▶ [Exercise goal]: Copy all of the entries below word for word, without altering a single character.

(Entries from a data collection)
******************************

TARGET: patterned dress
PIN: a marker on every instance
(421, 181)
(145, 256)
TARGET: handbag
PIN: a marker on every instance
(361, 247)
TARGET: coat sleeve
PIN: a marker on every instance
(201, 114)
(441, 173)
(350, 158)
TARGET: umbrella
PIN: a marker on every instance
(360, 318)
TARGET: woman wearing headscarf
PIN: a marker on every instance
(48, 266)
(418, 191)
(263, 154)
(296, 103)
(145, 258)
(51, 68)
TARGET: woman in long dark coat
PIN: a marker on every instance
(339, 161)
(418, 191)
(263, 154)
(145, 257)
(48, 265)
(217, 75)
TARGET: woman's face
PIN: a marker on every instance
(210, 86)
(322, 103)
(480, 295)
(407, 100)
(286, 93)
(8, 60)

******************************

▶ [Written reply]:
TARGET: patterned dress
PIN: a marker on every instance
(421, 181)
(145, 256)
TARGET: handbag
PIN: a marker on every instance
(361, 247)
TARGET: coat sleeve
PIN: a marker on every instance
(201, 114)
(441, 173)
(350, 158)
TARGET: umbrella
PIN: a marker on every instance
(360, 318)
TARGET: woman wearing headscarf
PIN: a marker on every instance
(48, 266)
(418, 191)
(263, 154)
(296, 103)
(145, 258)
(51, 68)
TARGET: woman in long dark coat
PIN: a marker on every instance
(339, 161)
(418, 191)
(263, 154)
(145, 257)
(48, 265)
(217, 75)
TARGET: woman's face
PIN: a marker on every instance
(210, 86)
(322, 103)
(480, 295)
(407, 100)
(286, 93)
(8, 60)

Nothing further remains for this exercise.